* [Supplied records]:
--

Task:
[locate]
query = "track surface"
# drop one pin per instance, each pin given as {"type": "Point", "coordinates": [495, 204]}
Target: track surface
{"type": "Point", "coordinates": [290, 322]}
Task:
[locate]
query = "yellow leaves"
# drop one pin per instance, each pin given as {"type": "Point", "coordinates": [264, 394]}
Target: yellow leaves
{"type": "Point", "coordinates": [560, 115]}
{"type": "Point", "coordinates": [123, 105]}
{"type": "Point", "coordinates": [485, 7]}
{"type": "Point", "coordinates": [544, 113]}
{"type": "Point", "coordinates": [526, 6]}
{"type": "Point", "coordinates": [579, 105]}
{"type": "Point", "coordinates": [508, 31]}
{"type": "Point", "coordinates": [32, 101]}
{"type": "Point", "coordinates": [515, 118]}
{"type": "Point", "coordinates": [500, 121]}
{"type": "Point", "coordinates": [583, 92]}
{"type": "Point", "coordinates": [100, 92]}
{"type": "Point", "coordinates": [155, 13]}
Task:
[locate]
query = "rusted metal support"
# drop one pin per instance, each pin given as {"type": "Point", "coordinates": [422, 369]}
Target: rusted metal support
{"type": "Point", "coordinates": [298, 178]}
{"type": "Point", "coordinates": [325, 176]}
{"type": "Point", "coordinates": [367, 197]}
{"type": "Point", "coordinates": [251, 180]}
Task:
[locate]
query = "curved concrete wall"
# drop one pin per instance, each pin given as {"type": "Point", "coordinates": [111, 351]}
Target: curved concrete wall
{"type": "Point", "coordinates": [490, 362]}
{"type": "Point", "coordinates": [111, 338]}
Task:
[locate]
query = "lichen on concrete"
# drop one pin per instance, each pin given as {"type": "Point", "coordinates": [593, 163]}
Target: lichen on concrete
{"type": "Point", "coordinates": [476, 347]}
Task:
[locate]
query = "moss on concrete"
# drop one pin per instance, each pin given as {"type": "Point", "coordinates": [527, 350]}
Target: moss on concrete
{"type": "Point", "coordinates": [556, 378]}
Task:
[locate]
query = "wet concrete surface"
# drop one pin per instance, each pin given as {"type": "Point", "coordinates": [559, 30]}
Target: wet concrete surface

--

* [Task brief]: Extract every entry in the listing word for word.

* [The result]:
Task:
[locate]
query = "track surface"
# drop one pin per instance, each pin given as {"type": "Point", "coordinates": [495, 204]}
Target: track surface
{"type": "Point", "coordinates": [290, 322]}
Task:
[locate]
query = "yellow leaves"
# drop one pin per instance, each pin given as {"type": "Point", "coordinates": [264, 394]}
Target: yellow leaves
{"type": "Point", "coordinates": [560, 115]}
{"type": "Point", "coordinates": [123, 105]}
{"type": "Point", "coordinates": [485, 7]}
{"type": "Point", "coordinates": [544, 113]}
{"type": "Point", "coordinates": [526, 6]}
{"type": "Point", "coordinates": [579, 105]}
{"type": "Point", "coordinates": [508, 31]}
{"type": "Point", "coordinates": [32, 101]}
{"type": "Point", "coordinates": [515, 118]}
{"type": "Point", "coordinates": [500, 121]}
{"type": "Point", "coordinates": [583, 92]}
{"type": "Point", "coordinates": [100, 92]}
{"type": "Point", "coordinates": [155, 13]}
Task:
[locate]
query = "rusted metal support"
# drop one pin per instance, each pin given as {"type": "Point", "coordinates": [422, 369]}
Target: rusted metal support
{"type": "Point", "coordinates": [298, 178]}
{"type": "Point", "coordinates": [325, 176]}
{"type": "Point", "coordinates": [367, 197]}
{"type": "Point", "coordinates": [251, 180]}
Task:
[locate]
query = "curved concrete wall"
# drop one pin per instance, each pin given as {"type": "Point", "coordinates": [111, 351]}
Target: curved concrete wall
{"type": "Point", "coordinates": [490, 362]}
{"type": "Point", "coordinates": [111, 338]}
Task:
[locate]
query = "lichen on concrete"
# drop one pin per instance, each pin given as {"type": "Point", "coordinates": [593, 163]}
Target: lichen on concrete
{"type": "Point", "coordinates": [476, 347]}
Task:
[locate]
query = "moss on concrete"
# drop one pin per instance, each pin given as {"type": "Point", "coordinates": [527, 350]}
Target: moss on concrete
{"type": "Point", "coordinates": [556, 378]}
Task:
[locate]
query = "wet concrete surface"
# drop one pin per instance, each pin given as {"type": "Point", "coordinates": [559, 30]}
Target: wet concrete surface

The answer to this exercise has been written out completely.